• GIVEN PROBLEM 1: Turn the entries, starting at the line that contains "Mark the region of each instance of the dark" and running through the end of the entries, into a numbered list with blank lines left out.

• PAGE EXTRACT:
○ ○ ○ ○
This shift in predictions about future energy supplies is the main reason there are now so many suitors bidding for Vermont Yankee. But it should also cause Vermonters to pause and ask whether or not it is in our best long-term interests to sell this increasingly valuable asset. Yankee is financially a safer bet than natural gas generation, especially for the next 12 years.

One of the companies bidding for Yankee initially stated their intention to extend the plant's license for another 25 years past the planned expiration of its license. Such a scenario should also give Vermonters pause. There is still no solution to the spent fuel rod storage problem. Should Vermont sell the nuclear power plant to an out-of-state or foreign company whose sole interest is in maximizing profits for its investors? The attraction of this plant is short-term profits for whoever buys it; their risk is that it will not be relicensed. The decisions will be based not on what is best for Vermonters or ratepayers, but on optimizing dividends for investors.
○ ○ ○ ○
Contour labeling items
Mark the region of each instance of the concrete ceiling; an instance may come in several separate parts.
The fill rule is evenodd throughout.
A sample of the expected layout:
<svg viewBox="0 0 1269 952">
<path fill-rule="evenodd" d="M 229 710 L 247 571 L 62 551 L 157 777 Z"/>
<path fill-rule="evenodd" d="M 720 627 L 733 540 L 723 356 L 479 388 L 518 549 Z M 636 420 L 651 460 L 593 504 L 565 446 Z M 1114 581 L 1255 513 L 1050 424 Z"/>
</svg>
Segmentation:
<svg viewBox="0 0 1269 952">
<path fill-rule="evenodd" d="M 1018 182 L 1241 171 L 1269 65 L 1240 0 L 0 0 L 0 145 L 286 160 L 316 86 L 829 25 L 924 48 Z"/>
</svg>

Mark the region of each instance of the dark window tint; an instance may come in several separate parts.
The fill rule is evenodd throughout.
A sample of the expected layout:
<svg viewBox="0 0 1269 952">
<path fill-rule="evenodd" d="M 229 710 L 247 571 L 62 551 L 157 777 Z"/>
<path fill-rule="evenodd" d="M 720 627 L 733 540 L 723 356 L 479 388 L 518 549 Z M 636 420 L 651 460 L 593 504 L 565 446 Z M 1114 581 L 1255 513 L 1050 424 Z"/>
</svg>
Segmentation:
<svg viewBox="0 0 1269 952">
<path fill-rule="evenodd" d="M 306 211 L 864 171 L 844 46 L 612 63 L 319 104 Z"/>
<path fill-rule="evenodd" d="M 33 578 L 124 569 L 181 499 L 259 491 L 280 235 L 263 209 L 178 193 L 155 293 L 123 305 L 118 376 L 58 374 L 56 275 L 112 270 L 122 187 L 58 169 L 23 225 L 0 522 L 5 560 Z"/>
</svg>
○ ○ ○ ○
• GIVEN PROBLEM 2: Rewrite the part of the Vermont Yankee passage starting at "This shift in" and ending at "next 12 years.", substituting "ever more valuable" for "increasingly valuable".

• COMPLETE OUTPUT 1:
1. Mark the region of each instance of the dark window tint; an instance may come in several separate parts.
2. The fill rule is evenodd throughout.
3. A sample of the expected layout:
4. <svg viewBox="0 0 1269 952">
5. <path fill-rule="evenodd" d="M 229 710 L 247 571 L 62 551 L 157 777 Z"/>
6. <path fill-rule="evenodd" d="M 720 627 L 733 540 L 723 356 L 479 388 L 518 549 Z M 636 420 L 651 460 L 593 504 L 565 446 Z M 1114 581 L 1255 513 L 1050 424 Z"/>
7. </svg>
8. Segmentation:
9. <svg viewBox="0 0 1269 952">
10. <path fill-rule="evenodd" d="M 306 211 L 864 171 L 844 46 L 612 63 L 319 104 Z"/>
11. <path fill-rule="evenodd" d="M 33 578 L 124 569 L 181 499 L 259 491 L 280 235 L 263 209 L 178 193 L 155 293 L 123 305 L 118 376 L 58 374 L 56 275 L 112 270 L 122 187 L 58 169 L 23 225 L 0 522 L 5 560 Z"/>
12. </svg>

• COMPLETE OUTPUT 2:
This shift in predictions about future energy supplies is the main reason there are now so many suitors bidding for Vermont Yankee. But it should also cause Vermonters to pause and ask whether or not it is in our best long-term interests to sell this ever more valuable asset. Yankee is financially a safer bet than natural gas generation, especially for the next 12 years.